> [Exercise]: All of the records should be given back exactly and in full.

> [Material provided]:
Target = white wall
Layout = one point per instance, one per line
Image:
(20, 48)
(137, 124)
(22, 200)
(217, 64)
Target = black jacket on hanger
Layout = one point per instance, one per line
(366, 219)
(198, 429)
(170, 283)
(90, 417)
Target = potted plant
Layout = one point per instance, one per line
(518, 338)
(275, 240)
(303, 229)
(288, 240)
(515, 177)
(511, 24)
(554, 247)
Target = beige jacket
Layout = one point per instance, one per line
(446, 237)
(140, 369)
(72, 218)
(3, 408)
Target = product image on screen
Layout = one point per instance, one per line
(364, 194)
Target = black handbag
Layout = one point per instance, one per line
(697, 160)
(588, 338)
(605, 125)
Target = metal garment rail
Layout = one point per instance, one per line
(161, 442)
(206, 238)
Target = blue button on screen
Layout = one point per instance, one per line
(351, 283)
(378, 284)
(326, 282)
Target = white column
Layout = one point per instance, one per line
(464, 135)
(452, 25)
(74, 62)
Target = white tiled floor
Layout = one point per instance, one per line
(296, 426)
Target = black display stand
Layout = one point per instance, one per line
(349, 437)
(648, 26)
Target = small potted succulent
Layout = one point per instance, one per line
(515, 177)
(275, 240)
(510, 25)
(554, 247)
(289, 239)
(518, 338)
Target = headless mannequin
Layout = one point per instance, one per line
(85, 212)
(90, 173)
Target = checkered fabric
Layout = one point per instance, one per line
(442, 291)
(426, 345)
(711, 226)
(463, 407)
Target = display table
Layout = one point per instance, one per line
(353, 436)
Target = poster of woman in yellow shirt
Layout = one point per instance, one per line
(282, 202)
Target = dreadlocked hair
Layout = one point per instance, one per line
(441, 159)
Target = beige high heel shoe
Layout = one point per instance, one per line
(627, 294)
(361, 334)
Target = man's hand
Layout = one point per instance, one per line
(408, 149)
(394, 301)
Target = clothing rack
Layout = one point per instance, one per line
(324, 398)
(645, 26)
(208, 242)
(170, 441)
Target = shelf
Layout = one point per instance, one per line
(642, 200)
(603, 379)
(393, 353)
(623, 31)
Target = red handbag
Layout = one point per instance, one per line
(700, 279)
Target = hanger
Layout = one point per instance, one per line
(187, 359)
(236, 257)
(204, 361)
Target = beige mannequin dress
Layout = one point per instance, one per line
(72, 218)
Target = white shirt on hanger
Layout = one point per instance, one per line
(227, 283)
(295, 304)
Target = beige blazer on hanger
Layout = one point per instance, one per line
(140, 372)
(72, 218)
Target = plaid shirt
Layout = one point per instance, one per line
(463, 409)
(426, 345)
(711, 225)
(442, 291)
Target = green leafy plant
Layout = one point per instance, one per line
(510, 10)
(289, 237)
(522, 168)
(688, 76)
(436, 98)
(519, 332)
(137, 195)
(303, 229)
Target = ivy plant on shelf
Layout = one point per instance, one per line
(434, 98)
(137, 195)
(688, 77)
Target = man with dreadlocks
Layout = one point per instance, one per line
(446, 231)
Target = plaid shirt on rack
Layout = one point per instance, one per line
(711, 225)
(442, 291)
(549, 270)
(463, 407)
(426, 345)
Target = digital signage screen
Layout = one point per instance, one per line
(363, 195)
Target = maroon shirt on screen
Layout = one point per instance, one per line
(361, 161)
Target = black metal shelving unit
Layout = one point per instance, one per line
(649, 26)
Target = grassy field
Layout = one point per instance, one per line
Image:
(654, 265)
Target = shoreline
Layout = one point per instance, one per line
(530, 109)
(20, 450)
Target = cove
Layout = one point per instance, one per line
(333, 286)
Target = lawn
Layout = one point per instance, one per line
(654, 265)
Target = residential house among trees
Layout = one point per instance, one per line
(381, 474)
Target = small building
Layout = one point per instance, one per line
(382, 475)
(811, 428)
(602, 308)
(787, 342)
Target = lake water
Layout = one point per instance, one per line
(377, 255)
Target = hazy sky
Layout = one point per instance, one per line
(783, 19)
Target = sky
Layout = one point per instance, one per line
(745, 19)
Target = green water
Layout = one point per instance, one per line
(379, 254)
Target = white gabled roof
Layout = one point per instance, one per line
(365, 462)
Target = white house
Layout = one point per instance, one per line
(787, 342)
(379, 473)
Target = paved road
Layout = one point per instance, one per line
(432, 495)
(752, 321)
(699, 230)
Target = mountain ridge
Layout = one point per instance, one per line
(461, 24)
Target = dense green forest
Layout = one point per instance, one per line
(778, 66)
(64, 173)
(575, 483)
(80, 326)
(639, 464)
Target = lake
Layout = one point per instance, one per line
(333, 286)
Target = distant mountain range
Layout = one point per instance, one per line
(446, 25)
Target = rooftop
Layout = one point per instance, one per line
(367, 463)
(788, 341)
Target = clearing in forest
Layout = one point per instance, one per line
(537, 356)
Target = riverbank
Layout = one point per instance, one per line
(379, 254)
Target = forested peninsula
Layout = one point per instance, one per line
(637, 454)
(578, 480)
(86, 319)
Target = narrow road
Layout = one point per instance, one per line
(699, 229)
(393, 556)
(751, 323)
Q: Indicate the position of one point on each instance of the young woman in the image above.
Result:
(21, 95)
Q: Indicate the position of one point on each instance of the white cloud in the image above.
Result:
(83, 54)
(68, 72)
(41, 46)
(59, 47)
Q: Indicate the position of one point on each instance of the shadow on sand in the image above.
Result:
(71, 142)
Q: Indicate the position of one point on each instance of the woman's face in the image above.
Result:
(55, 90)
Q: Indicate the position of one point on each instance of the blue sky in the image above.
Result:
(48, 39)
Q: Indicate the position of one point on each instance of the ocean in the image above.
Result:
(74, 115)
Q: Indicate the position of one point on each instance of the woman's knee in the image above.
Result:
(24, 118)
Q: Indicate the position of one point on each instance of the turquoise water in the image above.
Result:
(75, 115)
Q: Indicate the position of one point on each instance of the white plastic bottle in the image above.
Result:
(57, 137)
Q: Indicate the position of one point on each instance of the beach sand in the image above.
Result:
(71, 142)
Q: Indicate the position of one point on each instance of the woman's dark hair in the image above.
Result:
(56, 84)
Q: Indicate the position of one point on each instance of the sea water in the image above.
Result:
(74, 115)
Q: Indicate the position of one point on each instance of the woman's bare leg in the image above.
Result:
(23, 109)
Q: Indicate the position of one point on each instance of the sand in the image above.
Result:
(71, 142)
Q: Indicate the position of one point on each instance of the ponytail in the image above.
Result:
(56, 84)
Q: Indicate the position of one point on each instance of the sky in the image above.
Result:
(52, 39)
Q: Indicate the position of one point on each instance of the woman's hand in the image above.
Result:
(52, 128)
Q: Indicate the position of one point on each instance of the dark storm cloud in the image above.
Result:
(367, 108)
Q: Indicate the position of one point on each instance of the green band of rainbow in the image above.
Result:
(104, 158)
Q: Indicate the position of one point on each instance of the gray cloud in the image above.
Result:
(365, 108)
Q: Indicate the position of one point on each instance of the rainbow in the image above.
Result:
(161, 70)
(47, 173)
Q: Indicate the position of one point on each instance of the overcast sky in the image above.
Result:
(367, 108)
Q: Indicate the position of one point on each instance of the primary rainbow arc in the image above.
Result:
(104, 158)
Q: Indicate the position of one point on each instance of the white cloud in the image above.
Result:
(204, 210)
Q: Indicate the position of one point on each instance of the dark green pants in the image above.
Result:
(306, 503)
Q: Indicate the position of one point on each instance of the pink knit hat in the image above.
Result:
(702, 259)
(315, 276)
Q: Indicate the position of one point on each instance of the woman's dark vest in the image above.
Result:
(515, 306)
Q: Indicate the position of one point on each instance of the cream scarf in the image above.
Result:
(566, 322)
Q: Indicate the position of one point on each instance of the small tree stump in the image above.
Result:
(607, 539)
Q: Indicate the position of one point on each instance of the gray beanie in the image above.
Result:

> [Reply]:
Target = white wall
Layout = one point per instance, one per line
Image:
(20, 48)
(137, 124)
(22, 200)
(217, 64)
Target = black jacket on hanger
Layout = one point per instance, one per line
(366, 219)
(198, 429)
(170, 283)
(90, 417)
Target = potted plant
Layout = one point per instance, one per line
(518, 338)
(275, 240)
(303, 229)
(288, 240)
(515, 177)
(511, 24)
(554, 247)
Target = beige jacket
Layout = one point per instance, one per line
(446, 237)
(140, 369)
(72, 218)
(3, 408)
Target = product image on screen
Layout = one point per instance, one per line
(364, 194)
Target = black handbag
Layout = one point per instance, one per line
(697, 160)
(588, 338)
(605, 125)
Target = metal garment rail
Layout = one point per instance, one per line
(161, 442)
(206, 238)
Target = blue button on screen
Layout = one point per instance, one per line
(351, 283)
(378, 284)
(326, 282)
Target = white column
Layout = one point per instance, one per line
(464, 135)
(452, 25)
(74, 62)
Target = white tiled floor
Layout = one point per instance, one per line
(296, 426)
Target = black display stand
Layout = one point per instance, one per line
(349, 437)
(648, 26)
Target = small potted succulent
Layout = one point per instance, one per line
(515, 177)
(275, 240)
(510, 25)
(554, 247)
(289, 239)
(518, 338)
Target = headless mannequin
Layout = one point per instance, one per line
(85, 212)
(90, 173)
Target = checkered fabric
Layout = one point per instance, one per line
(442, 291)
(426, 345)
(711, 226)
(463, 407)
Target = display table
Layout = one point per instance, one per line
(353, 436)
Target = poster of woman in yellow shirt
Layout = one point per instance, one per line
(282, 202)
Target = dreadlocked hair
Layout = one point per instance, one per line
(441, 159)
Target = beige high heel shoe
Layout = one point per instance, one per line
(627, 294)
(361, 334)
Target = man's hand
Layout = one point per instance, one per line
(408, 149)
(394, 301)
Target = clothing rack
Layout = one point per instance, one per line
(324, 398)
(645, 26)
(208, 242)
(170, 441)
Target = shelf
Layout = one point per instance, one per line
(642, 200)
(603, 379)
(393, 353)
(623, 31)
Target = red handbag
Layout = one point per instance, one per line
(700, 279)
Target = hanger
Layout = one point per instance, one per line
(187, 359)
(236, 257)
(204, 361)
Target = beige mannequin dress
Layout = one point per instance, one per line
(72, 218)
Target = white shirt on hanger
Layout = one point per instance, one per line
(227, 283)
(295, 304)
Target = beige blazer on hanger
Layout = one point per instance, one per line
(140, 372)
(72, 218)
Target = plaid shirt
Layout = one point per instance, one per line
(463, 409)
(426, 345)
(711, 225)
(442, 291)
Target = green leafy plant
Layout = one point per instance, one per line
(510, 10)
(289, 237)
(522, 168)
(688, 76)
(436, 98)
(519, 332)
(137, 195)
(303, 229)
Target = ivy plant on shelf
Layout = one point per instance, one per line
(434, 98)
(137, 195)
(688, 77)
Target = man with dreadlocks
Layout = one point per instance, one per line
(446, 231)
Target = plaid shirt on rack
Layout = one point per instance, one per line
(711, 225)
(442, 291)
(549, 270)
(463, 407)
(426, 345)
Target = digital signage screen
Layout = one point per instance, one per line
(363, 195)
Target = maroon shirt on screen
Layout = one point per instance, one per line
(361, 161)
Target = black metal shelving unit
Layout = one point per instance, one per line
(649, 26)
Target = grassy field
Layout = one point per instance, one per line
Image:
(654, 265)
Target = shoreline
Layout = one point per instance, one per line
(530, 109)
(20, 450)
Target = cove
Layout = one point per instance, one per line
(333, 286)
Target = lawn
Layout = one point per instance, one per line
(654, 265)
Target = residential house among trees
Layout = one point per instance, one per line
(381, 474)
Target = small building
Layout = one point per instance, one per line
(382, 475)
(811, 428)
(602, 308)
(787, 342)
Target = lake water
Layout = one point per instance, one per line
(377, 255)
Target = hazy sky
Layout = one point per instance, one per line
(783, 19)
Target = sky
Layout = one point per instance, one per line
(745, 19)
Target = green water
Layout = one point per instance, one per line
(379, 254)
Target = white gabled roof
Layout = one point per instance, one per line
(365, 462)
Target = white house
Layout = one point per instance, one per line
(787, 342)
(379, 473)
Target = paved road
Layout = one point per instance, one per line
(432, 495)
(752, 321)
(699, 230)
Target = mountain ridge
Layout = one point per instance, one per line
(461, 24)
Target = dense green forest
Layout = one point per instance, one per line
(778, 66)
(64, 173)
(575, 483)
(80, 326)
(639, 464)
Target = lake
Layout = one point per instance, one per line
(333, 286)
Target = distant mountain range
Layout = one point per instance, one per line
(446, 25)
Target = rooftop
Layout = one point per instance, one per line
(367, 463)
(788, 341)
Target = clearing in forest
Layout = one point per instance, one per line
(537, 356)
Target = riverbank
Layout = one point per instance, one per line
(379, 254)
Target = forested peninsula
Layout = one point per instance, one per line
(637, 454)
(578, 480)
(86, 319)
Target = narrow road
Layout = one point per instance, one per line
(699, 229)
(393, 556)
(751, 323)
Q: Indicate the position of one point on each instance of the young woman in the image above.
Result:
(21, 95)
Q: Indicate the position of one point on each instance of the white cloud in the image above.
Result:
(83, 54)
(68, 72)
(41, 46)
(59, 47)
Q: Indicate the position of one point on each instance of the shadow on sand in the image above.
Result:
(71, 142)
Q: Indicate the position of one point on each instance of the woman's face in the image above.
Result:
(55, 90)
Q: Indicate the position of one point on each instance of the blue sky in the image above.
Result:
(48, 39)
Q: Indicate the position of one point on each instance of the ocean in the image above.
Result:
(74, 115)
Q: Indicate the position of one point on each instance of the woman's knee in the image above.
Result:
(24, 118)
Q: Indicate the position of one point on each instance of the turquoise water in the image above.
Result:
(75, 115)
Q: Indicate the position of one point on each instance of the white plastic bottle in the image above.
Result:
(57, 137)
Q: Indicate the position of one point on each instance of the beach sand in the image above.
Result:
(71, 142)
Q: Indicate the position of one point on each instance of the woman's dark hair in the image above.
Result:
(56, 84)
Q: Indicate the position of one point on each instance of the sea water in the image above.
Result:
(74, 115)
Q: Indicate the position of one point on each instance of the woman's bare leg in the image above.
Result:
(23, 109)
Q: Indicate the position of one point on each instance of the sand in the image above.
Result:
(71, 142)
Q: Indicate the position of one point on each instance of the ponytail in the image above.
Result:
(56, 84)
Q: Indicate the position of one point on each instance of the sky in the image above.
Result:
(52, 39)
Q: Indicate the position of one point on each instance of the woman's hand in the image above.
Result:
(52, 128)
Q: Indicate the position of one point on each instance of the dark storm cloud in the image above.
Result:
(367, 108)
Q: Indicate the position of one point on each instance of the green band of rainbow in the image above.
Result:
(104, 158)
Q: Indicate the position of one point on each instance of the gray cloud in the image above.
Result:
(365, 108)
Q: Indicate the position of one point on each instance of the rainbow in the image above.
Result:
(161, 70)
(47, 173)
Q: Indicate the position of one point on each instance of the overcast sky in the image above.
Result:
(367, 108)
Q: Indicate the position of one point on each instance of the primary rainbow arc in the image above.
Result:
(104, 158)
Q: Indicate the position of one point on each instance of the white cloud in the image above.
Result:
(204, 210)
Q: Indicate the position of one point on each instance of the dark green pants in the image above.
Result:
(306, 503)
Q: Indicate the position of one point on each instance of the pink knit hat in the image above.
Result:
(702, 259)
(315, 276)
Q: Indicate the position of one point on each instance of the woman's dark vest in the image above.
Result:
(515, 306)
Q: Indicate the position of one point on each instance of the cream scarf in the image above.
Result:
(566, 322)
Q: Indicate the position of one point on each instance of the small tree stump in the image above.
Result:
(607, 539)
Q: Indicate the position of one point on each instance of the gray beanie in the image above.
Result:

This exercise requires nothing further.